- **Job**
Show every line of the listing below that contains the word "shrub".

## begin

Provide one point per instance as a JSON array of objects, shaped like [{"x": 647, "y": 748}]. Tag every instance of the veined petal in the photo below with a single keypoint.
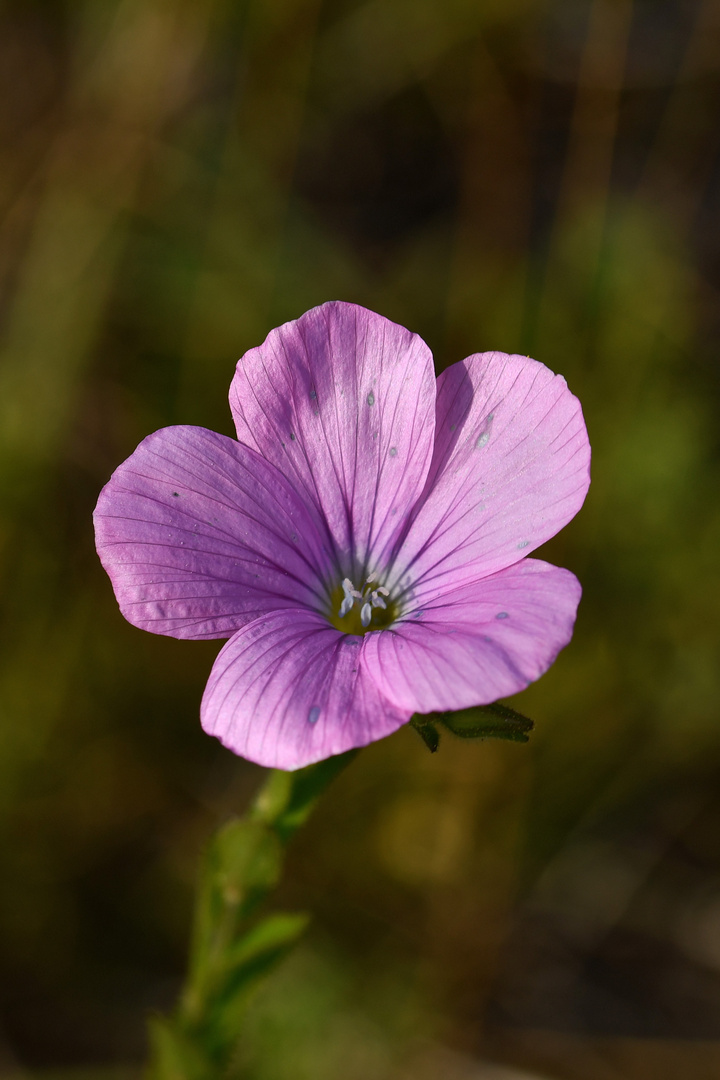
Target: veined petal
[
  {"x": 511, "y": 468},
  {"x": 479, "y": 642},
  {"x": 289, "y": 689},
  {"x": 200, "y": 535},
  {"x": 342, "y": 402}
]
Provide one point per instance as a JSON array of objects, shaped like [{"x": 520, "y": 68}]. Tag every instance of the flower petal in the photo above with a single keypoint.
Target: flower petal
[
  {"x": 479, "y": 642},
  {"x": 201, "y": 535},
  {"x": 289, "y": 689},
  {"x": 511, "y": 468},
  {"x": 342, "y": 401}
]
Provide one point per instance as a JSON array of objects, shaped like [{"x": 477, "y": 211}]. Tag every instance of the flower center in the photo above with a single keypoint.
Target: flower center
[{"x": 360, "y": 610}]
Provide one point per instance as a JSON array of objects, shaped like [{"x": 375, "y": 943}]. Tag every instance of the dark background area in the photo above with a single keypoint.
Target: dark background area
[{"x": 178, "y": 177}]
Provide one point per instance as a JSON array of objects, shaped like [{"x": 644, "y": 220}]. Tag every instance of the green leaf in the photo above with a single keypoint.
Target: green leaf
[
  {"x": 488, "y": 721},
  {"x": 428, "y": 732},
  {"x": 242, "y": 865},
  {"x": 247, "y": 962}
]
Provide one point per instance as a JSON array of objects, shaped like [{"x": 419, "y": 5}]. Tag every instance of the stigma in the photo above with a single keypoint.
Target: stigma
[{"x": 360, "y": 610}]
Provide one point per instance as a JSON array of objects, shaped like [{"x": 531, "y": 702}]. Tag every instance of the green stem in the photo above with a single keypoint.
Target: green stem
[{"x": 232, "y": 949}]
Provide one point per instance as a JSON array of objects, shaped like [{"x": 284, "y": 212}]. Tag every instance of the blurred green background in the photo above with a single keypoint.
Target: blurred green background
[{"x": 541, "y": 176}]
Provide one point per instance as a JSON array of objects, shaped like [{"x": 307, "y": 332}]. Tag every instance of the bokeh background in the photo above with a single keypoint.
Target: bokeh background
[{"x": 539, "y": 176}]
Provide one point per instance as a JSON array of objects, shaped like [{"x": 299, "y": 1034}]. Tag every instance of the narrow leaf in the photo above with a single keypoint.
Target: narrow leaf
[
  {"x": 428, "y": 732},
  {"x": 488, "y": 721}
]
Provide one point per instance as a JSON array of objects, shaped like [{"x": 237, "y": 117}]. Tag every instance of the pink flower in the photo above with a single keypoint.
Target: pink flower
[{"x": 363, "y": 543}]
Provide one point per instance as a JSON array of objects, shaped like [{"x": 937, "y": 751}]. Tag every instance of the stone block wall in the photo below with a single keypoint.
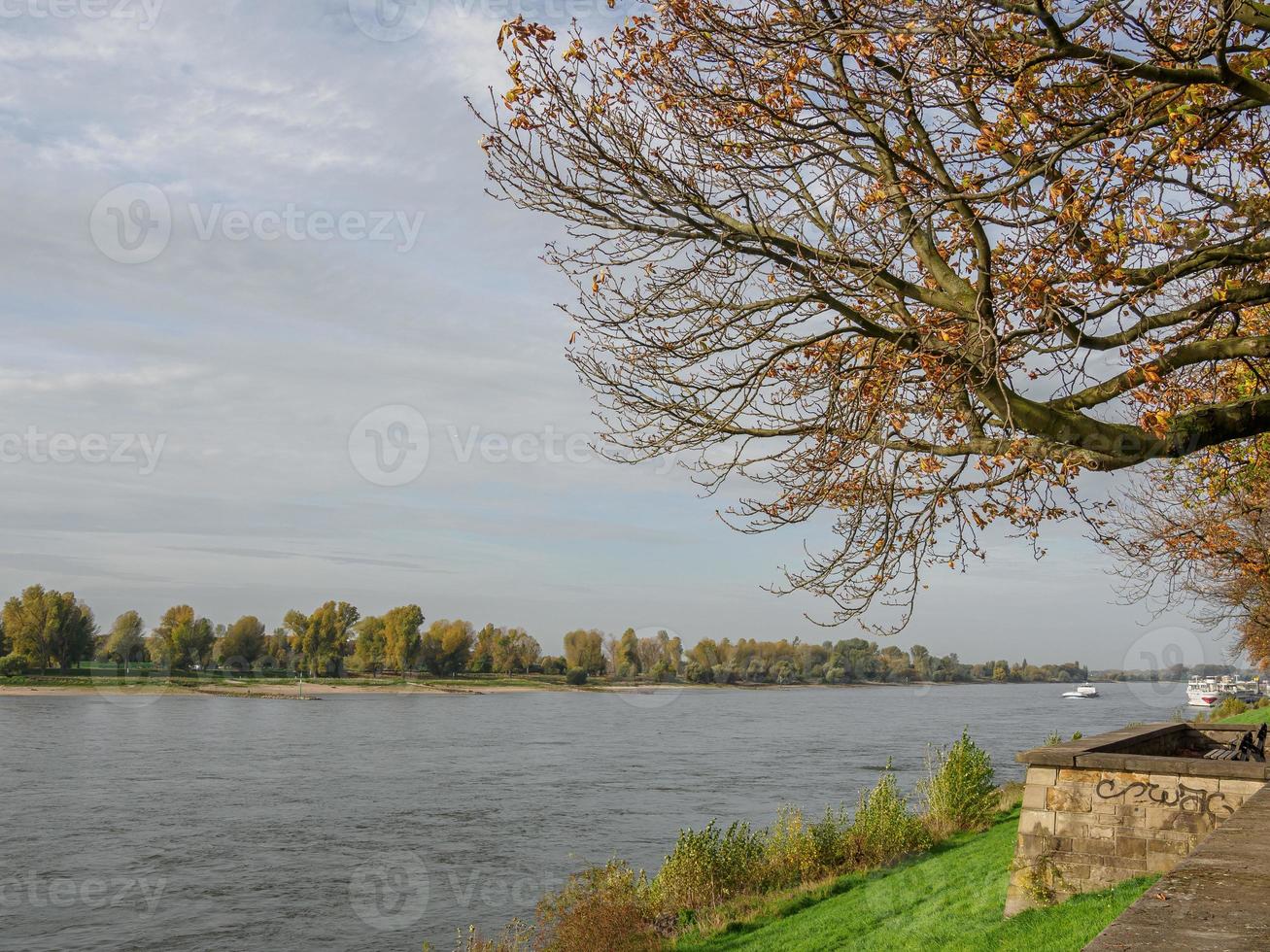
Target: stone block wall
[{"x": 1091, "y": 819}]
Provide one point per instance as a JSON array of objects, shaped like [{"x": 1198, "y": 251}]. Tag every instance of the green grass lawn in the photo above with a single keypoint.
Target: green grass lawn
[
  {"x": 947, "y": 899},
  {"x": 1256, "y": 716}
]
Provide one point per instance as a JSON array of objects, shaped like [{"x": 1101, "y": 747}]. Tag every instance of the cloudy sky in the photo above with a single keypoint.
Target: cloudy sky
[{"x": 267, "y": 343}]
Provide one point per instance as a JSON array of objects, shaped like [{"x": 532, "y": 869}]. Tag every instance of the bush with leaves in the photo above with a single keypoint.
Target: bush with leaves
[
  {"x": 959, "y": 790},
  {"x": 607, "y": 906},
  {"x": 710, "y": 866},
  {"x": 13, "y": 665},
  {"x": 799, "y": 852},
  {"x": 884, "y": 828}
]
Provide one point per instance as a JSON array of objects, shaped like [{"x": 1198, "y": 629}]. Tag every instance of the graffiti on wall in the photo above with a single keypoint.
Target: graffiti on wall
[{"x": 1189, "y": 799}]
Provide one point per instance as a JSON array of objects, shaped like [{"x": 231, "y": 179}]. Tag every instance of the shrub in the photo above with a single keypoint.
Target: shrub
[
  {"x": 959, "y": 790},
  {"x": 884, "y": 829},
  {"x": 799, "y": 852},
  {"x": 516, "y": 936},
  {"x": 724, "y": 674},
  {"x": 13, "y": 665},
  {"x": 606, "y": 906},
  {"x": 699, "y": 674},
  {"x": 789, "y": 851},
  {"x": 708, "y": 867}
]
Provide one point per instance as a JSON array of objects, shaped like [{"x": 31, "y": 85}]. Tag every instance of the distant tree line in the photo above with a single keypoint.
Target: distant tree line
[{"x": 42, "y": 629}]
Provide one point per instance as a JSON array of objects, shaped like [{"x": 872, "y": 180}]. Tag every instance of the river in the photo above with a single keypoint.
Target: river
[{"x": 383, "y": 822}]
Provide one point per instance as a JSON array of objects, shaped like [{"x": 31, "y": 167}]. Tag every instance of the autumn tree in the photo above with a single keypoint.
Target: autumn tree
[
  {"x": 182, "y": 640},
  {"x": 44, "y": 626},
  {"x": 584, "y": 650},
  {"x": 126, "y": 641},
  {"x": 243, "y": 642},
  {"x": 627, "y": 655},
  {"x": 446, "y": 646},
  {"x": 483, "y": 653},
  {"x": 321, "y": 637},
  {"x": 917, "y": 264},
  {"x": 514, "y": 651},
  {"x": 368, "y": 653},
  {"x": 1196, "y": 536}
]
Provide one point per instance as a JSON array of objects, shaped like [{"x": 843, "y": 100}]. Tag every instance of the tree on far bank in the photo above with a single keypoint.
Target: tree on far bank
[
  {"x": 447, "y": 645},
  {"x": 368, "y": 651},
  {"x": 126, "y": 642},
  {"x": 321, "y": 637},
  {"x": 586, "y": 650},
  {"x": 514, "y": 651},
  {"x": 628, "y": 655},
  {"x": 46, "y": 625},
  {"x": 918, "y": 263},
  {"x": 182, "y": 640},
  {"x": 483, "y": 651},
  {"x": 243, "y": 642},
  {"x": 401, "y": 636}
]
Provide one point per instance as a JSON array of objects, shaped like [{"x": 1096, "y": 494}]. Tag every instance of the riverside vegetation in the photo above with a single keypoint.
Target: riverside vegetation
[
  {"x": 725, "y": 888},
  {"x": 44, "y": 629}
]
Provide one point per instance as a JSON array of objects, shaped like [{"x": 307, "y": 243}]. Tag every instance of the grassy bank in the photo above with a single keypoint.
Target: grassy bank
[
  {"x": 950, "y": 898},
  {"x": 1258, "y": 715}
]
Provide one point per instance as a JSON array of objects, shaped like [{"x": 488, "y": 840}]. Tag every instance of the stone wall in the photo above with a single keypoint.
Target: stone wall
[{"x": 1096, "y": 812}]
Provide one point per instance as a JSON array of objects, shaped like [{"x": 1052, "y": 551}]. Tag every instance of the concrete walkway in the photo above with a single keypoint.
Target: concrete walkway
[{"x": 1215, "y": 901}]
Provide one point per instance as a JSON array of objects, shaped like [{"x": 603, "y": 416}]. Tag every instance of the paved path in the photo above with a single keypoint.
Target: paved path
[{"x": 1216, "y": 901}]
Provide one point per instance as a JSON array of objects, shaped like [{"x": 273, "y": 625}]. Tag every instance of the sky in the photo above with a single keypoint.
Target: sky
[{"x": 267, "y": 343}]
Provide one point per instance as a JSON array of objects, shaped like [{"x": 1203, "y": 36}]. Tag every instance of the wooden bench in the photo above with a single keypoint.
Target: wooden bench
[{"x": 1246, "y": 749}]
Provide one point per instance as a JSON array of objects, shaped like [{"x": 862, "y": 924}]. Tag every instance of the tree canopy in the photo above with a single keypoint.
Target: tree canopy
[
  {"x": 45, "y": 626},
  {"x": 913, "y": 263}
]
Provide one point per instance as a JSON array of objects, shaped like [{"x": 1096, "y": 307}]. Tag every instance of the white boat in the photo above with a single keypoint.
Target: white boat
[{"x": 1082, "y": 691}]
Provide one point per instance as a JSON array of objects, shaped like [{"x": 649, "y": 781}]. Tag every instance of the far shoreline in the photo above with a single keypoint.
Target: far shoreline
[{"x": 315, "y": 690}]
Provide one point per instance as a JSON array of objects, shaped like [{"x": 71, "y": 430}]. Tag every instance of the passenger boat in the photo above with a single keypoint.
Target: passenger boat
[
  {"x": 1082, "y": 691},
  {"x": 1209, "y": 692}
]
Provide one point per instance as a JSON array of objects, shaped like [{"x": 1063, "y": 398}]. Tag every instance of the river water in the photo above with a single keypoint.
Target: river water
[{"x": 385, "y": 822}]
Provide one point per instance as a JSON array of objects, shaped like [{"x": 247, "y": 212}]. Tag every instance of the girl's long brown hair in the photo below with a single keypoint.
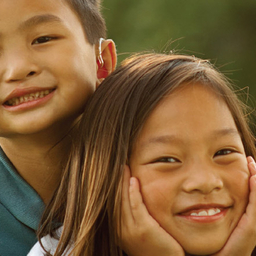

## end

- **Task output**
Provide one point per instance as a JSON array of objects, shaped like [{"x": 231, "y": 179}]. Tag every instance of the shrub in the photo above with a single keypoint.
Target: shrub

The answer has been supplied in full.